### What is asked
Quote the passage below about Michael Edwards's work as a plasterer in full, word for word.

### Document passage
::::

Eddie the Eagle's first job is still, to some degree, his occupation. Unusually for an internationally celebrated sportsman, Michael Edwards (his real name) has never quite managed to give up the day job. When he is not lecturing on a cruise liner or carrying out PR engagements, Britain's only Olympic ski-jumper gets on with his work as a plasterer.

"I was probably eight or nine when I started. I used to work for my father in the school holidays, mixing the plaster. I was earning a bit of money and keeping myself out of trouble." At first, his actual plastering was limited to the insides of alcoves where it couldn't be seen. At 17 he left school to work for his father in the summers. In winter, he migrated to the ski slopes.

"The money is very good in plastering. There are so few plasterers in the country, certainly in some parts. I am one of only two plasterers in the area around Stroud." He doesn't need to drive around in a van labelled "The Eagle has Landed"; to his customers he is simply that nice Michael Edwards. "Some people don't recognise me at all; some recognise me halfway through the job," he says.

"The job keeps me fit; I'm very active all day, mixing and carrying. I probably get through five or six T-shirts a day, as they get wringing wet." Another advantage is that, unlike the legal profession, which he considered at one point, his present trade allows him to drop everything for a personal appearance or an after-dinner speech.

Although he may be stuck inside four walls, they are a changing set of walls. "You can spend two months on one job, or get through three in one day. It may be big walls in a fairly new house, which you can get your teeth into; you can do the undercoat one day and 'skim' [the top layer] next day. A little cottage with quirky nooks and crannies can be difficult; when nothing is straight, you have to bend with it.

"I've only had one complaint. I warned them that the Artex on the ceiling meant that it needed thick coats of plaster, which makes it very difficult to get a decent finish. They weren't that happy."

Otherwise, his clients would surely agree that if plastering was an Olympic sport, he would be placed much higher than 55th and 58th and the spectators would cheer wildly for their favourite competitor, "Eddie the Plasterer".

::::

### Data extract
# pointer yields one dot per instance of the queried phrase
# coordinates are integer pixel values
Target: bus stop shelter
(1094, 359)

::::

### Answer in full
Eddie the Eagle's first job is still, to some degree, his occupation. Unusually for an internationally celebrated sportsman, Michael Edwards (his real name) has never quite managed to give up the day job. When he is not lecturing on a cruise liner or carrying out PR engagements, Britain's only Olympic ski-jumper gets on with his work as a plasterer.

"I was probably eight or nine when I started. I used to work for my father in the school holidays, mixing the plaster. I was earning a bit of money and keeping myself out of trouble." At first, his actual plastering was limited to the insides of alcoves where it couldn't be seen. At 17 he left school to work for his father in the summers. In winter, he migrated to the ski slopes.

"The money is very good in plastering. There are so few plasterers in the country, certainly in some parts. I am one of only two plasterers in the area around Stroud." He doesn't need to drive around in a van labelled "The Eagle has Landed"; to his customers he is simply that nice Michael Edwards. "Some people don't recognise me at all; some recognise me halfway through the job," he says.

"The job keeps me fit; I'm very active all day, mixing and carrying. I probably get through five or six T-shirts a day, as they get wringing wet." Another advantage is that, unlike the legal profession, which he considered at one point, his present trade allows him to drop everything for a personal appearance or an after-dinner speech.

Although he may be stuck inside four walls, they are a changing set of walls. "You can spend two months on one job, or get through three in one day. It may be big walls in a fairly new house, which you can get your teeth into; you can do the undercoat one day and 'skim' [the top layer] next day. A little cottage with quirky nooks and crannies can be difficult; when nothing is straight, you have to bend with it.

"I've only had one complaint. I warned them that the Artex on the ceiling meant that it needed thick coats of plaster, which makes it very difficult to get a decent finish. They weren't that happy."

Otherwise, his clients would surely agree that if plastering was an Olympic sport, he would be placed much higher than 55th and 58th and the spectators would cheer wildly for their favourite competitor, "Eddie the Plasterer".